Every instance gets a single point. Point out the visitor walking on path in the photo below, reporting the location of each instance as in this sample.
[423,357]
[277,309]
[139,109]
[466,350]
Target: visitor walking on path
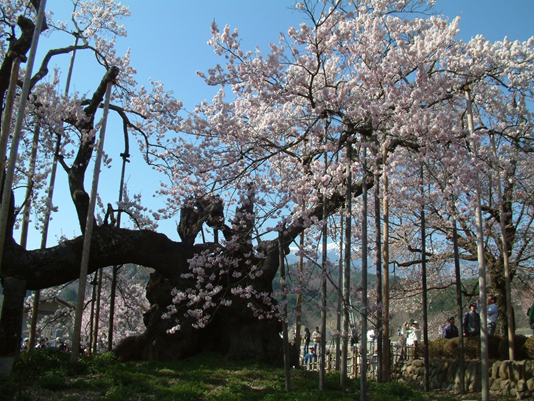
[450,331]
[471,323]
[316,338]
[413,333]
[530,314]
[306,340]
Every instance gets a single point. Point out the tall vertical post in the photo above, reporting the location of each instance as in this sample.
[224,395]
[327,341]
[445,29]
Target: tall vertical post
[378,265]
[459,304]
[17,133]
[339,296]
[484,352]
[46,220]
[26,221]
[385,273]
[298,337]
[363,376]
[322,356]
[88,230]
[285,339]
[423,275]
[346,273]
[504,241]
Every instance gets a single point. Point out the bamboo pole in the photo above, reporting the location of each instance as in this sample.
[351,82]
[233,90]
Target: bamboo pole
[363,376]
[285,339]
[459,303]
[8,111]
[339,297]
[323,277]
[385,274]
[125,159]
[26,221]
[507,278]
[346,273]
[378,265]
[423,274]
[88,232]
[10,173]
[48,212]
[484,357]
[298,337]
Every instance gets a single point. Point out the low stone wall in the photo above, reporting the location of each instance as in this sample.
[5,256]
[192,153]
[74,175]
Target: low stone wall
[514,378]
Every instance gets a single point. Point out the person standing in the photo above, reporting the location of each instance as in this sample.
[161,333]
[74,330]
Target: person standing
[471,323]
[307,336]
[493,313]
[316,338]
[450,331]
[530,314]
[413,333]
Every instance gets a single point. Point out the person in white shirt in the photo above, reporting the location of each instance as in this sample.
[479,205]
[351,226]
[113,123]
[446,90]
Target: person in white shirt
[413,333]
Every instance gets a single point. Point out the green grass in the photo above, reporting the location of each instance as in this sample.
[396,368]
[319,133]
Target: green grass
[48,375]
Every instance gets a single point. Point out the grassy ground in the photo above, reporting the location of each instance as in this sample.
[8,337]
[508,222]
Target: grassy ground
[48,375]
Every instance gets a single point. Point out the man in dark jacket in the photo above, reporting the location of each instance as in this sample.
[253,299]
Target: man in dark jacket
[471,322]
[450,331]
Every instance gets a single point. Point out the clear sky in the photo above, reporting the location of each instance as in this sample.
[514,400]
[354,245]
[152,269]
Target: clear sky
[168,43]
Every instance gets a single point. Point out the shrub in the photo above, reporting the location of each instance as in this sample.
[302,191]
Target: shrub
[32,365]
[529,347]
[393,391]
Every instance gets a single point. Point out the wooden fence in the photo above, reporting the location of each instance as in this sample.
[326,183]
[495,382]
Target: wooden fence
[397,354]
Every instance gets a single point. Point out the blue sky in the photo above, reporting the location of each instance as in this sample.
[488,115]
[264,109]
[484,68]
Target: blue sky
[168,43]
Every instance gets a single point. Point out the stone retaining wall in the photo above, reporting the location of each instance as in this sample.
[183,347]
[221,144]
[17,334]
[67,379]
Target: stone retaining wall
[513,378]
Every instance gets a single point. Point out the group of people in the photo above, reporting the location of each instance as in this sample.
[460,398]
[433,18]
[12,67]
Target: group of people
[411,333]
[471,321]
[44,342]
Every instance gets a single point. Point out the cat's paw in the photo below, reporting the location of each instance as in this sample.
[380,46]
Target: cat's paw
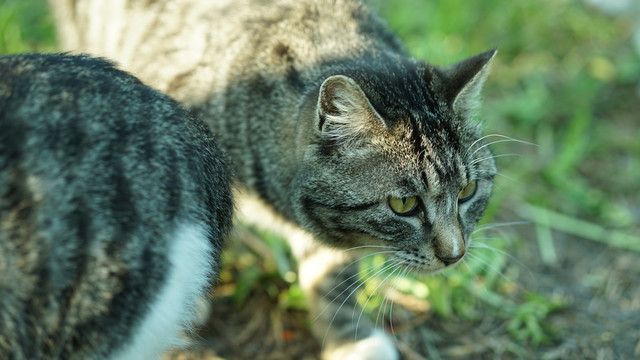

#####

Prompt >> Return each line of the records above that contains the word "fence".

Solution below >>
Every instance gets a single point. Point out the wooden fence in the photo above, reporting the location of each instance as in this sample.
Target: wooden fence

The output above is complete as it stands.